SOURCE TEXT
:::::

Data breaches involving health care providers (labs, doctor offices, hospitals, clinics) and health insurance companies have been on the increase. For example, earlier this year, Anthem announced that they had been hacked and as many as 80 million customers had their account information stolen. Anthem, the nation’s second-largest health insurance company, announced customers of Amerigroup, Anthem and Empire Blue Cross Blue Shield, Caremore and Unicare may be affected as well as other independent Blue Cross and Blue Shield plans in any of the areas that Anthem serves. has more information.

In health care data breaches hackers can get any information you have provided about you and your family members to your health care providers such as names, birth dates, social security numbers, insurance number, Medicare numbers, addresses, phone numbers, email addresses, and employment data. With this information, a thief can open up new credit lines, file false tax returns and get medical care. These thefts include children’s social security numbers which are very valuable to criminals since many children have no credit history or credit applications. If a child’s identity is stolen, it could be years before it is detected. The Identity Theft Resource Center has a Parent’s Guide for Child Identity Theft Indicators.

Along with health care data breaches, medical identity theft is a growing problem. Thieves can use stolen social security and insurance numbers to get treatment and prescriptions. A victim may end up with an inaccurate health record if the thief’s health records are mixed with theirs. In addition, a victim may be expected to pay the bills.

What can you do about medical identity theft? Always review your medical and insurance statements including the Explanation of Benefits and Medicare Summary Notice to see if they match the care you or your family member was provided. Medical Identity Theft from the FTC has more information on how to detect it and steps to take if you detect it.

:::::

EXTRACTED INFORMATION
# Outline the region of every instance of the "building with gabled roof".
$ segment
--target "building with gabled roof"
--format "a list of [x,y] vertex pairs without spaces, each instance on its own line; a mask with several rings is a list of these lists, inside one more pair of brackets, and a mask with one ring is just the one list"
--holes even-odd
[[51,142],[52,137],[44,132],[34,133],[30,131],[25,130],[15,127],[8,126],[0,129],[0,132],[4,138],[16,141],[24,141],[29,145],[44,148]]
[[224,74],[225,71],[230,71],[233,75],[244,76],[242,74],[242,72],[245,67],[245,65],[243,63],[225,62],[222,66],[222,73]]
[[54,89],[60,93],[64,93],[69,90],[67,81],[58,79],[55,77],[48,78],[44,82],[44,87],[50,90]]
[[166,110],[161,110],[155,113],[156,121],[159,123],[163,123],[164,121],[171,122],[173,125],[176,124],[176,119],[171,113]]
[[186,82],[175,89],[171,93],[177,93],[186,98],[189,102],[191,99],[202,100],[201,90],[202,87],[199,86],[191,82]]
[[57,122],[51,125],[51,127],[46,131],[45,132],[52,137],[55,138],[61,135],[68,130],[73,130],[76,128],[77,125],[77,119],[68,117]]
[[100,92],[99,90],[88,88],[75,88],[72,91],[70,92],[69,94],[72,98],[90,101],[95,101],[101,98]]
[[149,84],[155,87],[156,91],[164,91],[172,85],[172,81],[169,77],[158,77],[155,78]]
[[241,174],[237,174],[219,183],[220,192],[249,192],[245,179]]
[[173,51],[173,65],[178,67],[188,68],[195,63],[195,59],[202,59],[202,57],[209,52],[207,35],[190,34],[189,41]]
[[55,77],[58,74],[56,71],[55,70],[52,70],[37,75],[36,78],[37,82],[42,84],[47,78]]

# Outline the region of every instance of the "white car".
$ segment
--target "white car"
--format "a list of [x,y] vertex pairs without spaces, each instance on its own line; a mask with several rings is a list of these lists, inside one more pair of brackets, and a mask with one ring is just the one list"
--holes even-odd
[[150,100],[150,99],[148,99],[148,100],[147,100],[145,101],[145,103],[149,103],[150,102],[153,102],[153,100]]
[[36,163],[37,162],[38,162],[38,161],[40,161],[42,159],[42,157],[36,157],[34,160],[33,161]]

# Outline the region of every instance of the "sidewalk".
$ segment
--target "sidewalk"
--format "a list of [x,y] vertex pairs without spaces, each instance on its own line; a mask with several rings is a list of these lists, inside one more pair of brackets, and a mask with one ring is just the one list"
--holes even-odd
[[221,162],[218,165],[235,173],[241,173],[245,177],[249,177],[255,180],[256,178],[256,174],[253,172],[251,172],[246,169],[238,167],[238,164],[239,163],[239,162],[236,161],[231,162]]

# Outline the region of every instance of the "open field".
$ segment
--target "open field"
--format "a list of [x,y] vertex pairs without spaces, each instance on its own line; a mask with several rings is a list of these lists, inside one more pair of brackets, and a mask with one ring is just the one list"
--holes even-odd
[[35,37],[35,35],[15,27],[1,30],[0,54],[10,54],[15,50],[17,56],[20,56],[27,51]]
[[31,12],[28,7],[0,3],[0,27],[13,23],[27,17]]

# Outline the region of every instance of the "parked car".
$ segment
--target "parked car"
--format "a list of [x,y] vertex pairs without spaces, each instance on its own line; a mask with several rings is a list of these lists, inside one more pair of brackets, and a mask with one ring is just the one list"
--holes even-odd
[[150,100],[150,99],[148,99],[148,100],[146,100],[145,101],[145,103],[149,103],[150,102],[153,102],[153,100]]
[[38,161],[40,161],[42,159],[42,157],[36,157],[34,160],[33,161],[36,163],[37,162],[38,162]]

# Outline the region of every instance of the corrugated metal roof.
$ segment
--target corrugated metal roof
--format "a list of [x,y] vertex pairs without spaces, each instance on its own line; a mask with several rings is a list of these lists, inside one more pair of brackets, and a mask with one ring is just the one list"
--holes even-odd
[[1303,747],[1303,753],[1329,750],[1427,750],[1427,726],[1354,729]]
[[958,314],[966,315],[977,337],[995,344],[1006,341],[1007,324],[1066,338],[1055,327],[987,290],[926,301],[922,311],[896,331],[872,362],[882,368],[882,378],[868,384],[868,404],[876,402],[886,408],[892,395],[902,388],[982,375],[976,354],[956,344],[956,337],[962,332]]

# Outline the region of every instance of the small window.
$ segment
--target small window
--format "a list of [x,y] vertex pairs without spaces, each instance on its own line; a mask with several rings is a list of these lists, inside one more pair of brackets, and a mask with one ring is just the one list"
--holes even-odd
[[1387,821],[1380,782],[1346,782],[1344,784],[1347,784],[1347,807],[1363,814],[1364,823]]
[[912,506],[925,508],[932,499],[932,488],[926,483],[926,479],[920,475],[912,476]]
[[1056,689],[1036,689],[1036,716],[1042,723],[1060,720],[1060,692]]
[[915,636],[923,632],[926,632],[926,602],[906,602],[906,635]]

:::::

TASKS TO COMPLETE
A) According to the text on health care data breaches, how many customers may have had their account information stolen in the Anthem hack?
B) Rewrite the passage of the text on health care data breaches from "What can you" to "you detect it.", changing "review" to "check".

RESPONSE LIST
A) As many as 80 million customers.

B)
What can you do about medical identity theft? Always check your medical and insurance statements including the Explanation of Benefits and Medicare Summary Notice to see if they match the care you or your family member was provided. Medical Identity Theft from the FTC has more information on how to detect it and steps to take if you detect it.